Page Download Files
There were 30 out of 57 members present. Allie Sarwark of WYO gave the “thought of the day” which was to look forward to positive things and forget the negative things of the past. Fred Schwimmer was back and led the Pledge of Allegiance.
Guests were Penny Fields from the Highland Park Rotary, and John Robertson from the Evanston Rotary.  Rotating Members in attendance this week were Anna Helfman from Winnetka High School; and Marty Selleis fom the Winnetka Fire Department.
Several Club membership anniversaries were celebrated and those members present were: Tony Kambich (37); Tim McCabe (7); and Fred Schwimmer and Heidi Sibert (4).  Robert Mardirossian was celebrating 22 years of membership but he also had a birthday-- and since added together they added up to 85, he wanted us to sing to him as he quoted our recent guest, Van Gilmer (choir director of the Bahai Temple), that to unify a gathering of people “you can sing”. After the singing, Robert “unified” us with his contribution of a $85 check.

++++++

» **EXERCISE REQUIREMENTS**
[1] In the Rotary meeting summary, how many members were present?
[2] Print the part of the Rotary meeting summary starting with "Guests were Penny" and going on through "Winnetka Fire Department.".
[3] Proceed with the Rotary meeting summary from the point where it stops.

» **DATA RECORDS**
++++++

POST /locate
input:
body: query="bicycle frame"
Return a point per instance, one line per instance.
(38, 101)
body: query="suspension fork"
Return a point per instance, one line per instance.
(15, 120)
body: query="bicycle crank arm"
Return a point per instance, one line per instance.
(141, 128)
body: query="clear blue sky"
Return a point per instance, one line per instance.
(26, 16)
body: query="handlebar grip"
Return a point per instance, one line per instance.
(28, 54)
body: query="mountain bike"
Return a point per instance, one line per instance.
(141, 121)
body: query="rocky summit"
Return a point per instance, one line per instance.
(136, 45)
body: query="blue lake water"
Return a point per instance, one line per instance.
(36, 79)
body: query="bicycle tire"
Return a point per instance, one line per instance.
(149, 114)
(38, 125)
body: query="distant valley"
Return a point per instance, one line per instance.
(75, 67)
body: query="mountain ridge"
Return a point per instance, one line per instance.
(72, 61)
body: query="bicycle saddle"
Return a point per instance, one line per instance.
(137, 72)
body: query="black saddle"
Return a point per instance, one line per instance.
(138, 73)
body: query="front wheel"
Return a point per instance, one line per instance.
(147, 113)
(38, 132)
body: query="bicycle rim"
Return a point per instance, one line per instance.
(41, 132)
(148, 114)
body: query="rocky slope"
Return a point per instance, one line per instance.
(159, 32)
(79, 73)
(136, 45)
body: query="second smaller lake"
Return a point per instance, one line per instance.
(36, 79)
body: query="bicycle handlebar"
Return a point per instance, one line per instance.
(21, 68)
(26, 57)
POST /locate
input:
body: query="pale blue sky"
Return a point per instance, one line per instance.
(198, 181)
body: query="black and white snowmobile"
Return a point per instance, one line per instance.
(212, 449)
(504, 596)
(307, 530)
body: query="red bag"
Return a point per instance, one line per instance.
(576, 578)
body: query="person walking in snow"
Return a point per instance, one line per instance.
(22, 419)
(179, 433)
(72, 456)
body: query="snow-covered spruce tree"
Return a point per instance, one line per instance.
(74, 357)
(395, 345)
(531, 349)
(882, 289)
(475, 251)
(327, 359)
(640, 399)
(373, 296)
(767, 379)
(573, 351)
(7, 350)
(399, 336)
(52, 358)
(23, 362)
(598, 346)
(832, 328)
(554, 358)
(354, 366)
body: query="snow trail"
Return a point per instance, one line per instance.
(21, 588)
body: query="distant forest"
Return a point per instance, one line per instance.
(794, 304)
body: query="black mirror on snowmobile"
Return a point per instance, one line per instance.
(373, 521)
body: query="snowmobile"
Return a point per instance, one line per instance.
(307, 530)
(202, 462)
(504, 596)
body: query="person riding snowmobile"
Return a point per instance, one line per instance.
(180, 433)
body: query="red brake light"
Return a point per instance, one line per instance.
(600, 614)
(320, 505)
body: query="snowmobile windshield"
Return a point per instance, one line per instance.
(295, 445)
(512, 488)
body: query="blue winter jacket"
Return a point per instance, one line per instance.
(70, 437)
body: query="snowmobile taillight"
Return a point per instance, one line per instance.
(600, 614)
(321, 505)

++++++

» **RESULTS**
[1] Thirty of the club's 57 members were present.

[2]
Guests were Penny Fields from the Highland Park Rotary, and John Robertson from the Evanston Rotary.  Rotating Members in attendance this week were Anna Helfman from Winnetka High School; and Marty Selleis fom the Winnetka Fire Department.

[3]
ANNOUNCEMENTS: Barb Tubekis reminded us that she needed volunteers for the September 29th Glencoe Garden Club Harvest which is being sponsored by our Club. It includes lunch and people can participate in the deliveries after the harvest. The produce goes to several area food pantries and soup kitchens.  John Robertson reminded us of the Evanston’s Rotary Club 3-part program September 23-25 which includes a Northwestern football game and a visit to the Rotary Friendship Garden in Evanston.  Guest Penny Fields told us of the Writing Group at WCH who has scheduled a “standup story telling performance” at the City Winery in Highland Park September 18th starting with music at 11:00 am. Rich Lalley reminded people of the Operation Warm project with donations hopefully coming in by the end of October (more information is available on our website and bulletins). Patti pointed out the Winnetka Historical Society’s  private tour of Crab Tree Farm on a century old estate on Lake Michigan scheduled for September 29.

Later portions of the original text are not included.